--- BEGIN Provided records ---

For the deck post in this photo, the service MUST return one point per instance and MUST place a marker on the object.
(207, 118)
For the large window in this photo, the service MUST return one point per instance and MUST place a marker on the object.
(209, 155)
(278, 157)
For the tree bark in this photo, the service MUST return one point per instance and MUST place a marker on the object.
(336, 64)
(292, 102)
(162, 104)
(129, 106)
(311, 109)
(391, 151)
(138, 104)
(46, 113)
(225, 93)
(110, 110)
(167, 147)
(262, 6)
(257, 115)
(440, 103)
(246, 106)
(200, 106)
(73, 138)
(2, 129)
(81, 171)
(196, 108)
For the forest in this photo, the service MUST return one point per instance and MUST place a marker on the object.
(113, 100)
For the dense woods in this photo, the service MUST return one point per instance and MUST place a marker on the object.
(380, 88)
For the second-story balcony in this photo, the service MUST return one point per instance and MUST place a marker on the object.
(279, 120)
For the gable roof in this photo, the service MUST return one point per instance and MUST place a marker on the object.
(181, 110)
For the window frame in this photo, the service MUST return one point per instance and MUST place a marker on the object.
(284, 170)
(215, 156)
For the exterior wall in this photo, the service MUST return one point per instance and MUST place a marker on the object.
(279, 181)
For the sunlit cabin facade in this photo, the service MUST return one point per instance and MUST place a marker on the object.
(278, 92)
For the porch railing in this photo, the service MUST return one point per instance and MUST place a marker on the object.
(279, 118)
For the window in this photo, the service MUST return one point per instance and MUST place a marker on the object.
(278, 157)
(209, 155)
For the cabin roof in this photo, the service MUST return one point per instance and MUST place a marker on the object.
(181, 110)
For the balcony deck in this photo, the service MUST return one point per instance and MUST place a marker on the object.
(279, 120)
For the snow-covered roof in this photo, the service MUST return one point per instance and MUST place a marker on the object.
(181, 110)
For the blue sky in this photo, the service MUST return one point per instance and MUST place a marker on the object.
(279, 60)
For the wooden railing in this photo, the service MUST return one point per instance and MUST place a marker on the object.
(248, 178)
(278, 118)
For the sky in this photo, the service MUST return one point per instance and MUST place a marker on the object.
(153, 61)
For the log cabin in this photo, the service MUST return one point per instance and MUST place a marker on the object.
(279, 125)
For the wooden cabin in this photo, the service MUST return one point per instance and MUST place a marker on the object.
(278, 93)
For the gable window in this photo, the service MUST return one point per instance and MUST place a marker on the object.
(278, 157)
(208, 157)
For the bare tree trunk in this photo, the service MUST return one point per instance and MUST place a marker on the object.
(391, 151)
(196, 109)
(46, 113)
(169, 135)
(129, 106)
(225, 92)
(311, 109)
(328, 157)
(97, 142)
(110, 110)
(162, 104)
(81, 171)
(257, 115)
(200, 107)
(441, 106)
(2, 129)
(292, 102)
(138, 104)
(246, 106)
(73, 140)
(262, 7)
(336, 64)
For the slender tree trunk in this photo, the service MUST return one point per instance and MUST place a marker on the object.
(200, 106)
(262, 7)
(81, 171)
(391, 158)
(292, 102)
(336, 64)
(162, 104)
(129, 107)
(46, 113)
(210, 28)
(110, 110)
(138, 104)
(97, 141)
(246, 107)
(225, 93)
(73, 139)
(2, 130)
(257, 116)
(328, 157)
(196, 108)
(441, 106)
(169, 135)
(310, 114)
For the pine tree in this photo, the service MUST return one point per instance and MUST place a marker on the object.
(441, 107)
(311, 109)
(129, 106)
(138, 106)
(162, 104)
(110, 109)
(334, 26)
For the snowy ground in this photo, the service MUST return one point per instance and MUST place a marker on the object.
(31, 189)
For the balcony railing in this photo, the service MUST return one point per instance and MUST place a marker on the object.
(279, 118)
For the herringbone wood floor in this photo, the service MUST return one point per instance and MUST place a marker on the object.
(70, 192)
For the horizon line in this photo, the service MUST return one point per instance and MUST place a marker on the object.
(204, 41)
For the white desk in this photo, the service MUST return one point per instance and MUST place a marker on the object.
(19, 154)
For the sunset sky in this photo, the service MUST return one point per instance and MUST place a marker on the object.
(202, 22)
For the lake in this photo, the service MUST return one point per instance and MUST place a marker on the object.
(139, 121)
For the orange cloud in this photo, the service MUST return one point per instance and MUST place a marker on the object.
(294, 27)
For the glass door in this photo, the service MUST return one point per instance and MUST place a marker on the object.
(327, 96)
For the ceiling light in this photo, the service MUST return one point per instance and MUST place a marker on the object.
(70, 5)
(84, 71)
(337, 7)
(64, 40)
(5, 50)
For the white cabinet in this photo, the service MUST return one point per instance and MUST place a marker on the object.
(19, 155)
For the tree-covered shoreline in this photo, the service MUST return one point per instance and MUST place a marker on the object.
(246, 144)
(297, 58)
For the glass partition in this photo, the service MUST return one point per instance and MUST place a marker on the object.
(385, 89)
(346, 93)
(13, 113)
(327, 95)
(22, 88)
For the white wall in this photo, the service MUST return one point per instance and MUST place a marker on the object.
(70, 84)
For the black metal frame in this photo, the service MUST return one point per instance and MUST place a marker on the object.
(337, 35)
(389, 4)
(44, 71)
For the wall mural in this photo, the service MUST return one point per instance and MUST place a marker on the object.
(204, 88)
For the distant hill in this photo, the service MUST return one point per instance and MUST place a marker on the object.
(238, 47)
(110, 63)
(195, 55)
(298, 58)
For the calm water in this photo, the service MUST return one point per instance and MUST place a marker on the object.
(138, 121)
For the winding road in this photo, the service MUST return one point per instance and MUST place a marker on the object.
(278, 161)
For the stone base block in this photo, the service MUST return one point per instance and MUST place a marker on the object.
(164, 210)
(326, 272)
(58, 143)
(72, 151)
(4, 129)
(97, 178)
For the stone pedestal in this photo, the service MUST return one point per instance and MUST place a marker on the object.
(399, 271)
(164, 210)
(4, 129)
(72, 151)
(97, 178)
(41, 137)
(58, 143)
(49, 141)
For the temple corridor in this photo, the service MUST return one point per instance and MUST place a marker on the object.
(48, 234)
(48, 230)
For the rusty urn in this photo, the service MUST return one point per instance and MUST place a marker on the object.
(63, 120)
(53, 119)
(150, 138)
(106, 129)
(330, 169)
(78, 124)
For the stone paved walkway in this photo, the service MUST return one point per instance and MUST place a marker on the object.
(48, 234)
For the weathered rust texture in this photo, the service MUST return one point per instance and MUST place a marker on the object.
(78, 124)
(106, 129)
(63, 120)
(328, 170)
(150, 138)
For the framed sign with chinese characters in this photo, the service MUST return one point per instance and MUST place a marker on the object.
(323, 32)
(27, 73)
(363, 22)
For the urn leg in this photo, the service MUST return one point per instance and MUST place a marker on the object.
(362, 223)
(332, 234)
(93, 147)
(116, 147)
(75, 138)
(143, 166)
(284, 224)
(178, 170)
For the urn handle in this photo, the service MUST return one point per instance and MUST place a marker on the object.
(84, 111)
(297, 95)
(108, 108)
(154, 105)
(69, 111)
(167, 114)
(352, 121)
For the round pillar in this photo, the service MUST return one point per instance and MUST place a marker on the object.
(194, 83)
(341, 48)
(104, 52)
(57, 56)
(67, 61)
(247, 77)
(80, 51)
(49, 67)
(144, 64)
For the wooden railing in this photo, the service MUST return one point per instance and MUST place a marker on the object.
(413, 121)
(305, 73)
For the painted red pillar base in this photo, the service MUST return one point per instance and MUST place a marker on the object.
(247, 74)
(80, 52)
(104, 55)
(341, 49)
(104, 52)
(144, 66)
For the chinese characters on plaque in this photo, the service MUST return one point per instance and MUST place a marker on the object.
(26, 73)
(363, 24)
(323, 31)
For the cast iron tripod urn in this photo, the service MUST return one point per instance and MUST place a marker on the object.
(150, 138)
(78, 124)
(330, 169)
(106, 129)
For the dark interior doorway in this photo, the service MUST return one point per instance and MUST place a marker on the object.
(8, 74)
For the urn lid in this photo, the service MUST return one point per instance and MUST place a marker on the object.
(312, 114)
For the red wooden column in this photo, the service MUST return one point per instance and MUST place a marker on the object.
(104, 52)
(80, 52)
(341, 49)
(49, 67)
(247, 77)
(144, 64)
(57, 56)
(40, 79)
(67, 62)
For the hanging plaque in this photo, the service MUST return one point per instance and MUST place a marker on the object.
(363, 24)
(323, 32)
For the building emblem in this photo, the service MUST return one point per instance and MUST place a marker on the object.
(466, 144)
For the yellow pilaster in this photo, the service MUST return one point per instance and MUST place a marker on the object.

--- END Provided records ---

Reproduce nothing but the lines from the line containing "For the chinese" to the last line of the data, each exactly as written.

For the chinese characters on plaque in this photo, the service MUST return one point per instance and MUST place a marker on the object.
(26, 73)
(363, 24)
(323, 31)
For the cast iron tripod urn in this photo, the service MUST return one point per instance and MUST place a marker on the object.
(150, 138)
(78, 124)
(330, 169)
(106, 129)
For the dark interior doorway in this photo, the service MUST return one point per instance and MUST place a marker on the object.
(8, 74)
For the urn lid in this photo, the service MUST return one point per instance and MUST place a marker on the object.
(312, 114)
For the red wooden column in this photo, the service MUST return one point per instance and MUST place a marker on the object.
(104, 52)
(80, 52)
(341, 49)
(49, 67)
(247, 77)
(144, 64)
(57, 56)
(40, 79)
(67, 62)
For the hanging plaque in this photo, the service MUST return one point per instance and MUST place a marker on the object.
(363, 24)
(323, 32)
For the building emblem in this photo, the service MUST return one point per instance and MUST place a marker on the object.
(466, 144)
For the yellow pilaster in this photo, the service MUST return one point per instance and MUST place a marker on the object.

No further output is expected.